A run of listings:
((

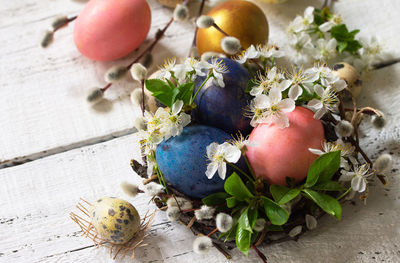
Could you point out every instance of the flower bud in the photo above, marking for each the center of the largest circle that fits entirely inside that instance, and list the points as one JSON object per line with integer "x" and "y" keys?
{"x": 259, "y": 225}
{"x": 137, "y": 97}
{"x": 383, "y": 164}
{"x": 115, "y": 74}
{"x": 204, "y": 21}
{"x": 230, "y": 45}
{"x": 181, "y": 13}
{"x": 205, "y": 212}
{"x": 95, "y": 95}
{"x": 224, "y": 222}
{"x": 311, "y": 222}
{"x": 179, "y": 202}
{"x": 344, "y": 128}
{"x": 130, "y": 189}
{"x": 202, "y": 245}
{"x": 206, "y": 56}
{"x": 138, "y": 72}
{"x": 379, "y": 121}
{"x": 147, "y": 60}
{"x": 47, "y": 38}
{"x": 295, "y": 231}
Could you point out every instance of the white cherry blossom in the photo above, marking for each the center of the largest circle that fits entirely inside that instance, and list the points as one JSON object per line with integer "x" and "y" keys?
{"x": 219, "y": 154}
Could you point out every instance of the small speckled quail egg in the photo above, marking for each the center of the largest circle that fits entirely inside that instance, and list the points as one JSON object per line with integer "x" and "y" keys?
{"x": 349, "y": 74}
{"x": 116, "y": 220}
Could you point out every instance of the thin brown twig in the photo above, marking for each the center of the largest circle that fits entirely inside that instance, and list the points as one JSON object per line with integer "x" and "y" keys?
{"x": 159, "y": 35}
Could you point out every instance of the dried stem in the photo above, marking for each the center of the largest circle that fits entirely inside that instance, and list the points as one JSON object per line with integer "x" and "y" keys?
{"x": 195, "y": 31}
{"x": 385, "y": 63}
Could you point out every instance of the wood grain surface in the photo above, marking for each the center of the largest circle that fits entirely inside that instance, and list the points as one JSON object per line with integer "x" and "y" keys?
{"x": 76, "y": 151}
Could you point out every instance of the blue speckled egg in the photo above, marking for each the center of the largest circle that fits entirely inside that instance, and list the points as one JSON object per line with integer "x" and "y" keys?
{"x": 183, "y": 161}
{"x": 224, "y": 107}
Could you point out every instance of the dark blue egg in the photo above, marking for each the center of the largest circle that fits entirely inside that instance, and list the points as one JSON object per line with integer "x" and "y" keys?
{"x": 183, "y": 160}
{"x": 224, "y": 108}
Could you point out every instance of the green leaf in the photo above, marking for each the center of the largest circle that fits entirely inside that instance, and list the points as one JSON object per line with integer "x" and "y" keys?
{"x": 329, "y": 186}
{"x": 235, "y": 186}
{"x": 274, "y": 228}
{"x": 282, "y": 194}
{"x": 231, "y": 202}
{"x": 185, "y": 92}
{"x": 243, "y": 240}
{"x": 326, "y": 202}
{"x": 275, "y": 213}
{"x": 215, "y": 199}
{"x": 323, "y": 168}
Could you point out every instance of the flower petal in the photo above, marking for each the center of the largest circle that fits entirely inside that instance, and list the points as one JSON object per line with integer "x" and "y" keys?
{"x": 275, "y": 95}
{"x": 286, "y": 105}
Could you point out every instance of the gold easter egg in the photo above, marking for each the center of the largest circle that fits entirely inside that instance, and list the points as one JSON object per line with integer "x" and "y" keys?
{"x": 241, "y": 19}
{"x": 116, "y": 220}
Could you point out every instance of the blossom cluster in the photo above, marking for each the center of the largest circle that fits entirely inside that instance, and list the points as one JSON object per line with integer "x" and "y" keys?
{"x": 319, "y": 35}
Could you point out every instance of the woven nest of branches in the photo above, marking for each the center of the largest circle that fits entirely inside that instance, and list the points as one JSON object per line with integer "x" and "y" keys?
{"x": 83, "y": 220}
{"x": 299, "y": 209}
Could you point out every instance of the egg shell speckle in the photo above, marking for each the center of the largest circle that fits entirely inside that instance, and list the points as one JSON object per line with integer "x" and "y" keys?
{"x": 224, "y": 108}
{"x": 183, "y": 161}
{"x": 116, "y": 220}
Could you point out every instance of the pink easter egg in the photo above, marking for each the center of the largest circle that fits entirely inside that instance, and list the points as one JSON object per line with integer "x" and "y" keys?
{"x": 281, "y": 153}
{"x": 110, "y": 29}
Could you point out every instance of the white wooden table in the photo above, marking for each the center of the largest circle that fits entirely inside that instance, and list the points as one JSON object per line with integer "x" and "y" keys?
{"x": 70, "y": 150}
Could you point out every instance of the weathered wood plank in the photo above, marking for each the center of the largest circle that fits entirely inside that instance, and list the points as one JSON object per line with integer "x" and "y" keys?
{"x": 36, "y": 197}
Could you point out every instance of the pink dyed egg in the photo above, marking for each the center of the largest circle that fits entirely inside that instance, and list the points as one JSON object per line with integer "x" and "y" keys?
{"x": 110, "y": 29}
{"x": 282, "y": 153}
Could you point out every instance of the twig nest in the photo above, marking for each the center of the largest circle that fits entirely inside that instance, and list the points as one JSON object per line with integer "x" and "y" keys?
{"x": 349, "y": 74}
{"x": 233, "y": 18}
{"x": 116, "y": 220}
{"x": 170, "y": 3}
{"x": 280, "y": 153}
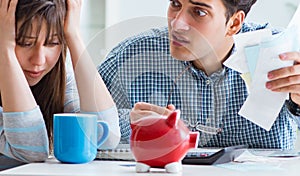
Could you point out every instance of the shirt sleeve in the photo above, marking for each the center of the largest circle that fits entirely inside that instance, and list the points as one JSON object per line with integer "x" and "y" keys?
{"x": 23, "y": 136}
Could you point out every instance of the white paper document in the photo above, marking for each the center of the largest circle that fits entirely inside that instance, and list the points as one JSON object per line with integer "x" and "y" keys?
{"x": 257, "y": 54}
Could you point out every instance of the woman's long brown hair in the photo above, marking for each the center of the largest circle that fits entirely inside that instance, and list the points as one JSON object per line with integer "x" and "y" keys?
{"x": 49, "y": 93}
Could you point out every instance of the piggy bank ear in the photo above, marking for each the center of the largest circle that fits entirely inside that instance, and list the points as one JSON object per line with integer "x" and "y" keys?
{"x": 173, "y": 119}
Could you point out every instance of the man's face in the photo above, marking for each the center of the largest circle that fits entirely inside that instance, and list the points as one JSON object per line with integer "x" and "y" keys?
{"x": 198, "y": 30}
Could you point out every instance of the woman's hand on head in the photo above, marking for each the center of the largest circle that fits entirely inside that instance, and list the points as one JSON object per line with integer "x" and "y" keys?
{"x": 142, "y": 109}
{"x": 7, "y": 24}
{"x": 72, "y": 20}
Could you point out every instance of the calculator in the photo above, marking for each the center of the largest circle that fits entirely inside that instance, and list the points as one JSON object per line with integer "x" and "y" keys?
{"x": 224, "y": 155}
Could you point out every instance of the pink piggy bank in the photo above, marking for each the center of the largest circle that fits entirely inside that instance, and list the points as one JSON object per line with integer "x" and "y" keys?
{"x": 161, "y": 142}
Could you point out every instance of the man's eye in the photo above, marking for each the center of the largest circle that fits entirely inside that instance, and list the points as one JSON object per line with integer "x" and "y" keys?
{"x": 174, "y": 3}
{"x": 200, "y": 12}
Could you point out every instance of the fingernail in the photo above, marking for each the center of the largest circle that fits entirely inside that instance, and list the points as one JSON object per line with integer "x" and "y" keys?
{"x": 283, "y": 56}
{"x": 270, "y": 75}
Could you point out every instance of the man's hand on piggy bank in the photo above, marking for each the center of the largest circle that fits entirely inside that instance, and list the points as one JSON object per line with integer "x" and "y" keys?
{"x": 142, "y": 109}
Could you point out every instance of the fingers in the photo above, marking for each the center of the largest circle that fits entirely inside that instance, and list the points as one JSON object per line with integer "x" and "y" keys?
{"x": 295, "y": 56}
{"x": 284, "y": 72}
{"x": 141, "y": 110}
{"x": 12, "y": 6}
{"x": 286, "y": 79}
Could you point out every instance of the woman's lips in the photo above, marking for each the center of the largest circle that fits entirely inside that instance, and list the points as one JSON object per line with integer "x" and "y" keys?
{"x": 34, "y": 74}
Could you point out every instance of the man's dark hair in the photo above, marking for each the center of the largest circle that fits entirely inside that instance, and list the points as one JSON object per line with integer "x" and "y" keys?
{"x": 233, "y": 6}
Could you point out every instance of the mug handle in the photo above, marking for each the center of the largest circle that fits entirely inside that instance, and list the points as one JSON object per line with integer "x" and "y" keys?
{"x": 105, "y": 132}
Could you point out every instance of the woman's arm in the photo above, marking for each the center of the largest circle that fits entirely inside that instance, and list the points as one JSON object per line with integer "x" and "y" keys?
{"x": 16, "y": 95}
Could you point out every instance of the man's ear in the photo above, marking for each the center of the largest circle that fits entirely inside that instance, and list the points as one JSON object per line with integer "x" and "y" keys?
{"x": 235, "y": 23}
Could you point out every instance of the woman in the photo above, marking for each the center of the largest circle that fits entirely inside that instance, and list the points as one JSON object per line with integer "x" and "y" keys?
{"x": 34, "y": 83}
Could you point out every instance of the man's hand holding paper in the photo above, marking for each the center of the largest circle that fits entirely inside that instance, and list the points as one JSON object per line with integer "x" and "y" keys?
{"x": 270, "y": 66}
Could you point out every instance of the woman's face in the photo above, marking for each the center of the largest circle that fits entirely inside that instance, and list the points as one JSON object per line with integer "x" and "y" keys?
{"x": 36, "y": 57}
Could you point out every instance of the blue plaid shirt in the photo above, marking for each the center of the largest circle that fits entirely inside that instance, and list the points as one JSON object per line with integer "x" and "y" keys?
{"x": 141, "y": 69}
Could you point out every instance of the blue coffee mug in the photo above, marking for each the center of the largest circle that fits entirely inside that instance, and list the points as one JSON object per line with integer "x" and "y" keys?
{"x": 76, "y": 137}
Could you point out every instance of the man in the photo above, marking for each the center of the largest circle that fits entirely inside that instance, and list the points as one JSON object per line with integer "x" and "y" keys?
{"x": 182, "y": 67}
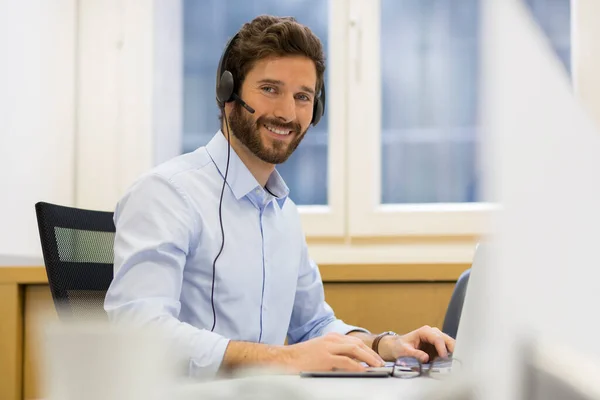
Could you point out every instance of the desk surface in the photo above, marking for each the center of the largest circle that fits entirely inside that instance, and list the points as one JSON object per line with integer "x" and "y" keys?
{"x": 296, "y": 388}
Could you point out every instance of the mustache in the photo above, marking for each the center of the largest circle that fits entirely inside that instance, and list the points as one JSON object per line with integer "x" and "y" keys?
{"x": 292, "y": 126}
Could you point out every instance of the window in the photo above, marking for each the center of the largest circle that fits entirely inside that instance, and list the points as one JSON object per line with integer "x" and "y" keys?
{"x": 397, "y": 154}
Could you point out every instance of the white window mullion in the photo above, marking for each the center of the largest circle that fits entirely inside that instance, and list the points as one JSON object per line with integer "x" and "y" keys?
{"x": 329, "y": 221}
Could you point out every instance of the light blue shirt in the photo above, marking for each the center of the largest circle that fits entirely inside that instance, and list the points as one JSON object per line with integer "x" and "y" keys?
{"x": 167, "y": 236}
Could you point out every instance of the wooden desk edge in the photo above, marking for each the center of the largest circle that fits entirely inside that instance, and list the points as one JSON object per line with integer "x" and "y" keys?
{"x": 330, "y": 273}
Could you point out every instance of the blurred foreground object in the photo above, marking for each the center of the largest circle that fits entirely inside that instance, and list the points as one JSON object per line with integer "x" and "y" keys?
{"x": 94, "y": 361}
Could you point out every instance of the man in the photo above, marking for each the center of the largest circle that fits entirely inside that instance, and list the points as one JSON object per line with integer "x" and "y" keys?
{"x": 223, "y": 265}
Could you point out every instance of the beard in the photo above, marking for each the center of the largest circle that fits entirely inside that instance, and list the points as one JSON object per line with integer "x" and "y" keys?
{"x": 247, "y": 131}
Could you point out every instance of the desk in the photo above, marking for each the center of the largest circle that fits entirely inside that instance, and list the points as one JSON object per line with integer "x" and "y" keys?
{"x": 296, "y": 388}
{"x": 360, "y": 295}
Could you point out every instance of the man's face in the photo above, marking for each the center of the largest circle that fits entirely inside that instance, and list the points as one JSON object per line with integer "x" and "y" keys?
{"x": 281, "y": 90}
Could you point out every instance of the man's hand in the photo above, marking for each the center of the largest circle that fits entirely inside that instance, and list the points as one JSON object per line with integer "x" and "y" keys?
{"x": 330, "y": 352}
{"x": 423, "y": 343}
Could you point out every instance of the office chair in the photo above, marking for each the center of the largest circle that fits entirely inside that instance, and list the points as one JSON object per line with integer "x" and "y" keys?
{"x": 77, "y": 246}
{"x": 452, "y": 318}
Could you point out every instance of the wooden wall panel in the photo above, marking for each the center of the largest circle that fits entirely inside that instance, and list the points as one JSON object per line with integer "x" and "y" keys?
{"x": 11, "y": 344}
{"x": 39, "y": 310}
{"x": 400, "y": 307}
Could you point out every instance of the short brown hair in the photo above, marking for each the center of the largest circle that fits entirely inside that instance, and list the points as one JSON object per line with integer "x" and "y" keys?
{"x": 267, "y": 36}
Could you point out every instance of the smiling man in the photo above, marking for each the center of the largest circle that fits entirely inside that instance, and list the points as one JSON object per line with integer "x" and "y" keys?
{"x": 209, "y": 247}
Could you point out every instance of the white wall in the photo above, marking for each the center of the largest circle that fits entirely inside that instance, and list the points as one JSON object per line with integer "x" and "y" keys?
{"x": 129, "y": 94}
{"x": 586, "y": 54}
{"x": 90, "y": 97}
{"x": 37, "y": 115}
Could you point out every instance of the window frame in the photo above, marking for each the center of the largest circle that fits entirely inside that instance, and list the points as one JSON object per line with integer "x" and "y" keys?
{"x": 367, "y": 217}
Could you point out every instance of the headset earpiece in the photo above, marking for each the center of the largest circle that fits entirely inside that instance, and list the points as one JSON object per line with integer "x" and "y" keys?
{"x": 225, "y": 87}
{"x": 225, "y": 83}
{"x": 319, "y": 107}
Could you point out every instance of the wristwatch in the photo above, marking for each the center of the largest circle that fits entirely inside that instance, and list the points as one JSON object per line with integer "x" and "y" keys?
{"x": 378, "y": 338}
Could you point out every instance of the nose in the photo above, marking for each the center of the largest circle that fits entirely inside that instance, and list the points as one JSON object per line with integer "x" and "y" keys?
{"x": 286, "y": 109}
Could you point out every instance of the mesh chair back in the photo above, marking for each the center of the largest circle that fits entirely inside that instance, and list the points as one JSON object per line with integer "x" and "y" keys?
{"x": 454, "y": 311}
{"x": 77, "y": 246}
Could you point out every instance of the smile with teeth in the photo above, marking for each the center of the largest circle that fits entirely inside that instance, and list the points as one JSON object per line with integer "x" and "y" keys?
{"x": 278, "y": 131}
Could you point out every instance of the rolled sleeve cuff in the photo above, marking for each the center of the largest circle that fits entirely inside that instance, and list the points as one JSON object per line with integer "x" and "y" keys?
{"x": 207, "y": 365}
{"x": 339, "y": 326}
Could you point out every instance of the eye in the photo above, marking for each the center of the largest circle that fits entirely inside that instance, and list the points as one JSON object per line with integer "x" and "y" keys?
{"x": 269, "y": 89}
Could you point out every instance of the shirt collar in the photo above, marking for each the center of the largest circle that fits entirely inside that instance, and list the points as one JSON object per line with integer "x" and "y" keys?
{"x": 239, "y": 178}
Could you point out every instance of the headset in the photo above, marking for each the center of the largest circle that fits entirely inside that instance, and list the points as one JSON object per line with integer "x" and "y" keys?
{"x": 225, "y": 90}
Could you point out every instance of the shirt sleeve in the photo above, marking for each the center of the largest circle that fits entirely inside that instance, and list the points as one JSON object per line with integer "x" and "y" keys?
{"x": 155, "y": 227}
{"x": 312, "y": 316}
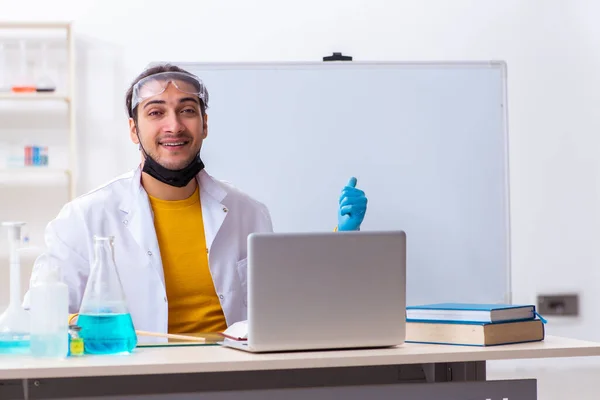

))

Task requirements:
Turn the lines of the listing above, from the one containing "Could you point out every instance of the eye" through the end of the listing, both ends included, into a numbered list with blank lines dropped. Leave the pictures out.

Completed task:
1. Could you point out every instance of the eye in the photo above, marking for each the center of the largest circle that fits entirely inside that instance, and list the points as one JSON object per line with integer "x" and "y" keys?
2. {"x": 269, "y": 89}
3. Could you point out every instance of the shirt collar in the photo above, marking for each the center of the largest circle that fits entirely inside that instance, and list the points as one JSON object per line with integer "x" and "y" keys?
4. {"x": 239, "y": 178}
5. Could you point out every instance of the headset in the photo above, marking for each the center of the largest circle that fits entirely inside that instance, and list the points as one JSON object per line with integer "x" and "y" keys?
6. {"x": 225, "y": 90}
7. Could you point out every instance of the shirt sleeve in the photo above, marking for each the center of the largest circle that fits entirely inside that instance, and list the points as one JSON object per line with integer "x" and "y" keys?
8. {"x": 155, "y": 227}
9. {"x": 312, "y": 316}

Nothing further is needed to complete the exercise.